REQUIREMENTS -
**A)** Answer these questions from the Azure roles report, one per line:
(i) What kind of keys does the newly found Azure API vulnerability let attackers leak?
(ii) What does the abbreviation RBAC stand for?
(iii) How many main components does every role assignment contain?
**B)** Repeat the part of the Azure roles report starting at "Before jumping in, let’s" and ending at "a role assignment.".

TL;DR
Token Security researchers have discovered several Azure built-in roles that are misconfigured to be over-privileged - they grant more permissions than intended by Azure.
In addition, we discovered another vulnerability in the Azure API that allows attackers to leak VPN keys.
Combined, these two issues create a new attack chain that lets a weak user gain access to both internal cloud assets and on-premises networks.
In this report, we detail the research process that led to the discoveries, their implications, and what organizations can do to stay safe against these threats and other identity-driven attacks.
What is Azure RBAC?
Before jumping in, let’s discuss some basics.
Azure’s permissions model, Azure RBAC (Role-Based Access Control), is, as the name states, based on roles.
Roles are basically groups of permissions that can be assigned to principals (users, service principals, groups, etc). When granting a role to a principal, you create a role assignment.
Every role assignment contains three main components:
- Security Principal - Who is given the permissions?
- Role Definition - Which role is assigned? What permissions does it grant? This section states the name of the role and the Actions and Not Actions (allow or deny) that this role is granting.
- Scope - What resources is the principal given access to? The scope can be vast, such as an entire management group or subscription, or more specific, like a resource group or a single resource (e.g., a specific VM or storage account).

DATASET EXCERPTS -
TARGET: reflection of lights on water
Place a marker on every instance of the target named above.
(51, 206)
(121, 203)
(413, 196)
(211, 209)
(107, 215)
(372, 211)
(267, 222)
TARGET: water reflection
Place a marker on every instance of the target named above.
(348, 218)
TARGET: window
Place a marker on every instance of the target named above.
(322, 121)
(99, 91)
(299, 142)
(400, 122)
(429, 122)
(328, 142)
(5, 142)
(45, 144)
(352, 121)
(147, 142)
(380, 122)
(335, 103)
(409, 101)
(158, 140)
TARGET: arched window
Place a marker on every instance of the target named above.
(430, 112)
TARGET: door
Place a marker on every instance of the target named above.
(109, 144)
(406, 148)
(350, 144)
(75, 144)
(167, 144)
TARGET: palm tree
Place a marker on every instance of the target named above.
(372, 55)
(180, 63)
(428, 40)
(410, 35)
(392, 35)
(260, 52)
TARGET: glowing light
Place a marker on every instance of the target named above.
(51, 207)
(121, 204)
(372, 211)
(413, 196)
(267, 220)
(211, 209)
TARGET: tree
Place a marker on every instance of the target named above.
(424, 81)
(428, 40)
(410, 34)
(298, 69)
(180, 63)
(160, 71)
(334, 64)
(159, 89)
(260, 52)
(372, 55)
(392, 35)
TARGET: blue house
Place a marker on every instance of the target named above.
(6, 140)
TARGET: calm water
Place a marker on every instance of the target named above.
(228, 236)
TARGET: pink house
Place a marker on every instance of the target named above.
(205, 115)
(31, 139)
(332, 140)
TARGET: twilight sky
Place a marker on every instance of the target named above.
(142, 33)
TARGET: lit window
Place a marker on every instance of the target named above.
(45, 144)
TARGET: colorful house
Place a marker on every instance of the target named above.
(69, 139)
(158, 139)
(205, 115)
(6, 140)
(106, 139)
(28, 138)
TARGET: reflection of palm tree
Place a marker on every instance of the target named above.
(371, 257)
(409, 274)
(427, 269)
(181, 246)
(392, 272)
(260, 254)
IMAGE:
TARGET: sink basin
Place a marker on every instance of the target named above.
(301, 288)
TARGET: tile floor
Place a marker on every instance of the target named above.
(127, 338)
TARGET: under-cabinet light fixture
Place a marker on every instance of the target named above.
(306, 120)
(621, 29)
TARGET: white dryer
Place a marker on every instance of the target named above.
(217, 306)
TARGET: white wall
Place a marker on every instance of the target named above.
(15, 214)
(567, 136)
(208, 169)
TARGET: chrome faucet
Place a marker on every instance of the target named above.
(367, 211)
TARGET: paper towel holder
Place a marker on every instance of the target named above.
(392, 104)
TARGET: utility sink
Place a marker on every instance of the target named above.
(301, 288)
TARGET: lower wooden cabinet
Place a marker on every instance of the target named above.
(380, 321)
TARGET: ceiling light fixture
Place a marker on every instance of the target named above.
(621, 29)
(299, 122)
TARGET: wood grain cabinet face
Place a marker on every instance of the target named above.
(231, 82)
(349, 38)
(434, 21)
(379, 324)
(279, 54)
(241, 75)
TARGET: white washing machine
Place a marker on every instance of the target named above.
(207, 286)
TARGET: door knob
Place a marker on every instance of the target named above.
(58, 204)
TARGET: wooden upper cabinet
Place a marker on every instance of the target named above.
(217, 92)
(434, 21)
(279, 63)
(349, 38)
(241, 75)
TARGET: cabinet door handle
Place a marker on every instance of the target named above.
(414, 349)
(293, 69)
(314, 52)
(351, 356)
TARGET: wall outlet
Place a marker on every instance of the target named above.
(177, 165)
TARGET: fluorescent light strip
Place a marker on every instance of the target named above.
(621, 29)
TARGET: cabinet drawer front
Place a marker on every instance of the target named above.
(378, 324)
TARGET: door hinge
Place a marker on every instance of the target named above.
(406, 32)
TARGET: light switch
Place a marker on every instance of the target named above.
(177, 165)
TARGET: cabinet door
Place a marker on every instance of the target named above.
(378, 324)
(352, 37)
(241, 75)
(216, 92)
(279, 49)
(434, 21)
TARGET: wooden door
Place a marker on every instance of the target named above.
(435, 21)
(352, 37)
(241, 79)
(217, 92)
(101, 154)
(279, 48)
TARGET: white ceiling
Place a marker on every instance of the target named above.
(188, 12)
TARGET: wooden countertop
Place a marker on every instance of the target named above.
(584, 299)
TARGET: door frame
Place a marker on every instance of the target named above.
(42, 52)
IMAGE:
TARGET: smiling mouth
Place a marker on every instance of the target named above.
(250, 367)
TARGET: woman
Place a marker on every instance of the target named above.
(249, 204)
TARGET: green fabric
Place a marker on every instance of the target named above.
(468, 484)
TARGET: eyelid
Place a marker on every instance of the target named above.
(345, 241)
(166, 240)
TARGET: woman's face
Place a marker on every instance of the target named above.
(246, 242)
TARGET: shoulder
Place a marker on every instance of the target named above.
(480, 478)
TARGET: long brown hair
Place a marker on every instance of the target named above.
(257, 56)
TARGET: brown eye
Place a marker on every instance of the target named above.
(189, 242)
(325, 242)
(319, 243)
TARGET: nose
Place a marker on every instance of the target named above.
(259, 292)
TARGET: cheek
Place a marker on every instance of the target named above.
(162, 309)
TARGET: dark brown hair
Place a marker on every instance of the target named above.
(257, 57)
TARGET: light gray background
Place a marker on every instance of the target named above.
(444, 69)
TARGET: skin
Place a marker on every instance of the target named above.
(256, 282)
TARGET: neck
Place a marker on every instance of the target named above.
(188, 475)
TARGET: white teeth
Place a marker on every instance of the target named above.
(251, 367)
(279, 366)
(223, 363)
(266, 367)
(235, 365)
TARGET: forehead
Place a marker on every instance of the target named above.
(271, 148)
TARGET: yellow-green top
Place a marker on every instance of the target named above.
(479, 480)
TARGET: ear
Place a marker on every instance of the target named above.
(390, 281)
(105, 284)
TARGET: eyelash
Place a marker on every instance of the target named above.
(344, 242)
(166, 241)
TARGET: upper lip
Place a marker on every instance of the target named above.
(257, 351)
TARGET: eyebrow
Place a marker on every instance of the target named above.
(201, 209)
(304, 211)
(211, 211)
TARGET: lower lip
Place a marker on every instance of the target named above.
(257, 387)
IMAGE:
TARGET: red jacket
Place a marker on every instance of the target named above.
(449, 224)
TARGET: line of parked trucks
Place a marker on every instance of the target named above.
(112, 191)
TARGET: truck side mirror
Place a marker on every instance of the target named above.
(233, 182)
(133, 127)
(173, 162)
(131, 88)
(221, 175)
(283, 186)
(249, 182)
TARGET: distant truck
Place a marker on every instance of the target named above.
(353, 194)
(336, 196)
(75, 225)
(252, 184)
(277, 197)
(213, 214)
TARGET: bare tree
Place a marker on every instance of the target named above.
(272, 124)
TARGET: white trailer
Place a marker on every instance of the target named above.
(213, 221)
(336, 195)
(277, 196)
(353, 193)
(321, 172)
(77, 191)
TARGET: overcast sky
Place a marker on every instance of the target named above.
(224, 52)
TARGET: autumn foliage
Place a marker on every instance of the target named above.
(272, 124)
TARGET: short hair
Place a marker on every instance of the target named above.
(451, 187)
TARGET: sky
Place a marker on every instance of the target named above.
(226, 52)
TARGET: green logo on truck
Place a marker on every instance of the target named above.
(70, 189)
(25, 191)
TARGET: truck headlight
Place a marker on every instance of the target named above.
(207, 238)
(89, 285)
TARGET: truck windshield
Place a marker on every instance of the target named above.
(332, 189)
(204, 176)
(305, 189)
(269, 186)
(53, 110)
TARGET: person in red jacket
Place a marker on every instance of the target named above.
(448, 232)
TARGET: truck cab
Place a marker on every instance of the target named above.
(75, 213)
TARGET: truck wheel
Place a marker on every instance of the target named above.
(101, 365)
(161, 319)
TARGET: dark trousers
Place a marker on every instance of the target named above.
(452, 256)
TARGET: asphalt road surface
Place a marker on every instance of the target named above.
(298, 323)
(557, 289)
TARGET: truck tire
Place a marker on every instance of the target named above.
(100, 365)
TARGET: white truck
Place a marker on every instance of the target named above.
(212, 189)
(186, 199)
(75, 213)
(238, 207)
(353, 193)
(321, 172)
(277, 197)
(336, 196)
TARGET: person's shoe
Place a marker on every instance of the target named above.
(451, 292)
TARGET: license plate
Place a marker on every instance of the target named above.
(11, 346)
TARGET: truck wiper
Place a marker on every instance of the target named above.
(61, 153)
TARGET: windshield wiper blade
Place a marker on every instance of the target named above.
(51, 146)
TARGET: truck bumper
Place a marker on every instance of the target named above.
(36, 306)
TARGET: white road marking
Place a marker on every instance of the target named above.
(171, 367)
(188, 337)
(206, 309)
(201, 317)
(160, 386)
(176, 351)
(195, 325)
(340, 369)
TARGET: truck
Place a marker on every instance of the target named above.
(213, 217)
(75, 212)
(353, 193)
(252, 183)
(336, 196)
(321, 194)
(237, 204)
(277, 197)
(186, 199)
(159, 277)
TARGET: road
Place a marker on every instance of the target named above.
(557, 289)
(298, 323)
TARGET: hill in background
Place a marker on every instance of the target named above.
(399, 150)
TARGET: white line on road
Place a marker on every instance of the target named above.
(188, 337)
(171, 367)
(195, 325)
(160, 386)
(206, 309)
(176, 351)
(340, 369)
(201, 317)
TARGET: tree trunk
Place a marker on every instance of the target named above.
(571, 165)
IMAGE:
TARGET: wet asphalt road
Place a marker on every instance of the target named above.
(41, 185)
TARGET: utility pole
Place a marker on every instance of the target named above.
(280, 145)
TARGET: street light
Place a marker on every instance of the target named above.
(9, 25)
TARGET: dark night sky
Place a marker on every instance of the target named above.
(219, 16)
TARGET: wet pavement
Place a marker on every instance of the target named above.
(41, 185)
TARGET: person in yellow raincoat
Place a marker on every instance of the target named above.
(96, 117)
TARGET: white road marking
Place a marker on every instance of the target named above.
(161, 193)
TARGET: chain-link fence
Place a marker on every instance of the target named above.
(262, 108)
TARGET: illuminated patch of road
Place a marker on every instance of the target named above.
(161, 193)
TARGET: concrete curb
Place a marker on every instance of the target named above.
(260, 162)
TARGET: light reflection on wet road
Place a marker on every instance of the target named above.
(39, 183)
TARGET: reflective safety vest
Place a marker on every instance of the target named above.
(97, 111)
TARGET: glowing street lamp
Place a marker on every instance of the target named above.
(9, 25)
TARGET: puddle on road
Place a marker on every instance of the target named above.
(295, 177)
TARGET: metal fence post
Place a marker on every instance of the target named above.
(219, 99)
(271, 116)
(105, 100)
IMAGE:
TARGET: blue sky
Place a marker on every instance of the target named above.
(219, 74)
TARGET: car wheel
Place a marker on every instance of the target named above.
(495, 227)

TASK-BY-TASK OUTPUTS -
**A)**
(i) VPN keys
(ii) Role-Based Access Control
(iii) Three

**B)**
Before jumping in, let’s discuss some basics.
Azure’s permissions model, Azure RBAC (Role-Based Access Control), is, as the name states, based on roles.
Roles are basically groups of permissions that can be assigned to principals (users, service principals, groups, etc). When granting a role to a principal, you create a role assignment.